Stored dataset items:
------

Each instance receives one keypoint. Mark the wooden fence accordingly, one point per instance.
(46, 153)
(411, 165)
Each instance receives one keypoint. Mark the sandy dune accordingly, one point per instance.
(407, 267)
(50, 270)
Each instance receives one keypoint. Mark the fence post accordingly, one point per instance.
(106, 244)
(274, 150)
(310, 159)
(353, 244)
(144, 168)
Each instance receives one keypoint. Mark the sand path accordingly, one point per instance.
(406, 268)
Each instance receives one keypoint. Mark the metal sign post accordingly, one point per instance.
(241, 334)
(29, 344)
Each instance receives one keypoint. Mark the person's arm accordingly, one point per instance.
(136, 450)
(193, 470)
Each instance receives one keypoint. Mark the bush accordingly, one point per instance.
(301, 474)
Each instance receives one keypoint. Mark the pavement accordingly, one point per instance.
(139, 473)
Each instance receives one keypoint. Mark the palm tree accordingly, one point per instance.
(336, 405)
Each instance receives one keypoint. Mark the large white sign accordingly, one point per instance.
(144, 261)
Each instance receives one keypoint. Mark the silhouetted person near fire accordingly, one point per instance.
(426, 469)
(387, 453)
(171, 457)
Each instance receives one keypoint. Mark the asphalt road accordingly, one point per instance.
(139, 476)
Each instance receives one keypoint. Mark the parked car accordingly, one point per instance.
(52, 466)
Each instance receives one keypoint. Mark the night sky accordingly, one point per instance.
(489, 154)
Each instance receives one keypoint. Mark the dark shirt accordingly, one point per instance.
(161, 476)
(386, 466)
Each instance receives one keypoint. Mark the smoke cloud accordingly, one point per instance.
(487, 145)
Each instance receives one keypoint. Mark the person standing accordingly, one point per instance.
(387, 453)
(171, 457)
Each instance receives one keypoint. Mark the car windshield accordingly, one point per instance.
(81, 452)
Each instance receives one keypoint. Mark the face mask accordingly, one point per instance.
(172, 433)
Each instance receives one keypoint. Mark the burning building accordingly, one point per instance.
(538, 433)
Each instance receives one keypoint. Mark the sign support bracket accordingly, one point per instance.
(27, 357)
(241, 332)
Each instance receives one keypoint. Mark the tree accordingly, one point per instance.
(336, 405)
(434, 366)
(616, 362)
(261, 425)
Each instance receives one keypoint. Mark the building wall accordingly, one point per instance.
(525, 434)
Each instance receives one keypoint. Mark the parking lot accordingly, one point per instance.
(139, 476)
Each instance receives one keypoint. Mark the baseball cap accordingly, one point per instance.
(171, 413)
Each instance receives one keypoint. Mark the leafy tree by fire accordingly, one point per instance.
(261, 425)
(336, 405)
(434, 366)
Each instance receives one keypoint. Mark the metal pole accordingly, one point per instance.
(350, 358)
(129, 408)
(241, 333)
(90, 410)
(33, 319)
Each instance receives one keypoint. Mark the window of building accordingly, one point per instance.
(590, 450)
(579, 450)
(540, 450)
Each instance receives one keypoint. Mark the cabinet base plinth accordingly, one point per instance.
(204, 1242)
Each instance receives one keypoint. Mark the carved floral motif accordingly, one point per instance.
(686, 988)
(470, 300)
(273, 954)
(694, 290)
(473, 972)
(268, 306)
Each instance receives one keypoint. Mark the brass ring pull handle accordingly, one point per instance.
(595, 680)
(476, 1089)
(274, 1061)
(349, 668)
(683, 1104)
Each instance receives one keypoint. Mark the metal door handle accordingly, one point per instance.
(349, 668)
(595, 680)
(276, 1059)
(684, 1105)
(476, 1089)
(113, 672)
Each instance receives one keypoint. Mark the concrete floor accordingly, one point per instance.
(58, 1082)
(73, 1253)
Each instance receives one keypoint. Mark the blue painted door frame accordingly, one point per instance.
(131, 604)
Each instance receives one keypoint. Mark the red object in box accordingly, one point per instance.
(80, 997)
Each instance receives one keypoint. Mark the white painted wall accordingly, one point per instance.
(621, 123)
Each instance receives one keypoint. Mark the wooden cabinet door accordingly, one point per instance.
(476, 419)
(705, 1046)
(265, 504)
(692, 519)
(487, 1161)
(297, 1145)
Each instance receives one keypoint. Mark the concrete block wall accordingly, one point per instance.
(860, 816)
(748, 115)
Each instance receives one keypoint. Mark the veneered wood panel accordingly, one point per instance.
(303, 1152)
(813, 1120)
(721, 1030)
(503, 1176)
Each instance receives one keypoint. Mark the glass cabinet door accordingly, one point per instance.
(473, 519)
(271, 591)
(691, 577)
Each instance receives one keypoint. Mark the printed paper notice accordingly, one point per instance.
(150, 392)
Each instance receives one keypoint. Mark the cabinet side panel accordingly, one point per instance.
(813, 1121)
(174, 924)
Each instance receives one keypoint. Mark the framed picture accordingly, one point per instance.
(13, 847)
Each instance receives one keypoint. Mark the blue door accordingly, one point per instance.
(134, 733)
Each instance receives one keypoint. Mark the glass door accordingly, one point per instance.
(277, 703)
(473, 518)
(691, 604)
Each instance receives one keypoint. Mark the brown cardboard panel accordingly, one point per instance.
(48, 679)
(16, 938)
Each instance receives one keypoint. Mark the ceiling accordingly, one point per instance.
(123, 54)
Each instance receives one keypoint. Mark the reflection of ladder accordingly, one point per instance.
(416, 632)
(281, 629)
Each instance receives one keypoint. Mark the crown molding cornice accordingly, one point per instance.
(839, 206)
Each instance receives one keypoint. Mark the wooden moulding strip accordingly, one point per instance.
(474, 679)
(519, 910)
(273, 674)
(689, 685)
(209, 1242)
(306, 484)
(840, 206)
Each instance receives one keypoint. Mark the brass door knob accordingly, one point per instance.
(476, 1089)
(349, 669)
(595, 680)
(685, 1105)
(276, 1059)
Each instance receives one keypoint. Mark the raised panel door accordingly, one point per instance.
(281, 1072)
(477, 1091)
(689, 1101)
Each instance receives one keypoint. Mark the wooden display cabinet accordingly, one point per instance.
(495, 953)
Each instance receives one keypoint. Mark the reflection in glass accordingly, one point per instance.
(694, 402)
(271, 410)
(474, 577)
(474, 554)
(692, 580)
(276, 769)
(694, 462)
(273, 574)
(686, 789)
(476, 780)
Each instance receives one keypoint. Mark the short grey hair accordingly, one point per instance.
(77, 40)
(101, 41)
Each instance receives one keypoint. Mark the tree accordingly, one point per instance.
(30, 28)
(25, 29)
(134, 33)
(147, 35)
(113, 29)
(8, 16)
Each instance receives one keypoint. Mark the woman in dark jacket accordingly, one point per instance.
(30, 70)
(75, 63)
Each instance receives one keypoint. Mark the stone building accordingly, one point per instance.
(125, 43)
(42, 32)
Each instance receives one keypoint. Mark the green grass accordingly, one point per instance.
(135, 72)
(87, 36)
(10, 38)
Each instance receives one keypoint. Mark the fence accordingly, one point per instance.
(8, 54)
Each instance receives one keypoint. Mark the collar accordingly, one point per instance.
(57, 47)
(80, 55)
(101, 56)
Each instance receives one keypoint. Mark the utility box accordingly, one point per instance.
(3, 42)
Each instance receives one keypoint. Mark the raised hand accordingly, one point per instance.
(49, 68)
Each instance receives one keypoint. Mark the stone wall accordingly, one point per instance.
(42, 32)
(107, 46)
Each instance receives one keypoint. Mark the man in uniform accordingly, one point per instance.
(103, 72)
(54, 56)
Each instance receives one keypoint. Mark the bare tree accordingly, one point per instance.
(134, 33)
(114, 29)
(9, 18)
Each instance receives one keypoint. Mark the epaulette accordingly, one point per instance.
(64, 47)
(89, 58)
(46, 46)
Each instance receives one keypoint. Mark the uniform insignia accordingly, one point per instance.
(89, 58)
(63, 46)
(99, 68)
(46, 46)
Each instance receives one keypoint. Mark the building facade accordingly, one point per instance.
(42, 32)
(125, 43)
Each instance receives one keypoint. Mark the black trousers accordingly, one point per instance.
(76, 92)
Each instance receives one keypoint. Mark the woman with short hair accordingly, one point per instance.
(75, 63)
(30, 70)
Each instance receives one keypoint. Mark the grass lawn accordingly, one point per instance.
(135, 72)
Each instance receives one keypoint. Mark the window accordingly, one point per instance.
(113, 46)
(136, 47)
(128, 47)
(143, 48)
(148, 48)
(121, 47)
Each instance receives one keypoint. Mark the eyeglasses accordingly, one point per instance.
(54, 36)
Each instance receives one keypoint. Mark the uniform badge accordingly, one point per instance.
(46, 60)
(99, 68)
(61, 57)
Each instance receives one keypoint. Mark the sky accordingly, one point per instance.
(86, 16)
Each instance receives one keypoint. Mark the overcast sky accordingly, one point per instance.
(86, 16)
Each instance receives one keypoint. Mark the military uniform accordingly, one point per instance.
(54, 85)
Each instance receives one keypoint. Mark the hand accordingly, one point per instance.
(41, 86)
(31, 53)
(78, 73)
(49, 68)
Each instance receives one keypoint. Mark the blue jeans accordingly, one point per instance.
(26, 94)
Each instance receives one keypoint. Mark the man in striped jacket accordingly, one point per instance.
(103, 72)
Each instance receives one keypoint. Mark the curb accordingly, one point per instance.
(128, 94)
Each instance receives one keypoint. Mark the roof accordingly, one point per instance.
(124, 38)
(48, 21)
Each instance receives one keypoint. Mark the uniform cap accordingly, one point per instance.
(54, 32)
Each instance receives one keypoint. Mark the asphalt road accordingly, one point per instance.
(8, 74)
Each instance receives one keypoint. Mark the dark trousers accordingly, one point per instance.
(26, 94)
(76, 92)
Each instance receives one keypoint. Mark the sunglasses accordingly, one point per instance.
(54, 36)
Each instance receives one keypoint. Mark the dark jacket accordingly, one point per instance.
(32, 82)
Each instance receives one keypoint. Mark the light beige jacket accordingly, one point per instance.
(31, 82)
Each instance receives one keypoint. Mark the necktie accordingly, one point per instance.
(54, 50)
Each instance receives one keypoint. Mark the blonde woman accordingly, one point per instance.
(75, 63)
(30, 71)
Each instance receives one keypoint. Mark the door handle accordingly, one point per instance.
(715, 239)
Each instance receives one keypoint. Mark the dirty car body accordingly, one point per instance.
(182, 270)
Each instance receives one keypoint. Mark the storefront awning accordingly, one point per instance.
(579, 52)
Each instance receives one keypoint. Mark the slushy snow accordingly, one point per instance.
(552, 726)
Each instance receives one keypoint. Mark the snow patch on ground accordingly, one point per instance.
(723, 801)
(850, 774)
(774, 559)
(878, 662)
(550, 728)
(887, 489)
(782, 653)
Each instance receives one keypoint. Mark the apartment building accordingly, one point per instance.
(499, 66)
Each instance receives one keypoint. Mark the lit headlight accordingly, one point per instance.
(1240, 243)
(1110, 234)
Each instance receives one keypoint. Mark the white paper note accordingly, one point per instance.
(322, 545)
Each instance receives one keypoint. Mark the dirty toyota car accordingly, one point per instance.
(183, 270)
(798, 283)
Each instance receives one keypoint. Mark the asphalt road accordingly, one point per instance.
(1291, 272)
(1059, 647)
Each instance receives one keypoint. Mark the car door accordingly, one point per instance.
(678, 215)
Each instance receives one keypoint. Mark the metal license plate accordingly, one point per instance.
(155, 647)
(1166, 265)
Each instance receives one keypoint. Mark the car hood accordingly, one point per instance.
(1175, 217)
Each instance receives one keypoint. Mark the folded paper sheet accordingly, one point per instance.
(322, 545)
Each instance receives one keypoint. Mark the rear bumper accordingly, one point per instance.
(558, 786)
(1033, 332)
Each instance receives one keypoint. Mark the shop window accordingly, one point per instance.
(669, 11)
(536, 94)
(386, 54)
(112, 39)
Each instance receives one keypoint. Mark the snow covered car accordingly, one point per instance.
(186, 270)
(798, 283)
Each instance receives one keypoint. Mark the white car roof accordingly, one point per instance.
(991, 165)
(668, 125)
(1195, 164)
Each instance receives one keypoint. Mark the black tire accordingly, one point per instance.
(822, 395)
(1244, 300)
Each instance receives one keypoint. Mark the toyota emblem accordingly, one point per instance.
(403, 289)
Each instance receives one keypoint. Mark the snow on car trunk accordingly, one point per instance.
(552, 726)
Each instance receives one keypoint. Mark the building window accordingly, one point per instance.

------

• _Exercise goal_: Your output should consist only of the lines from the one containing "Each instance receives one keypoint. Mark the snow on" to the end of the records above, each retyped exactly.

• _Answer box_:
Each instance receives one keypoint. Mark the snow on car trunk accordingly, one point per instance.
(552, 726)
Each instance receives one keypoint. Mark the building window accordingly, one point per instance.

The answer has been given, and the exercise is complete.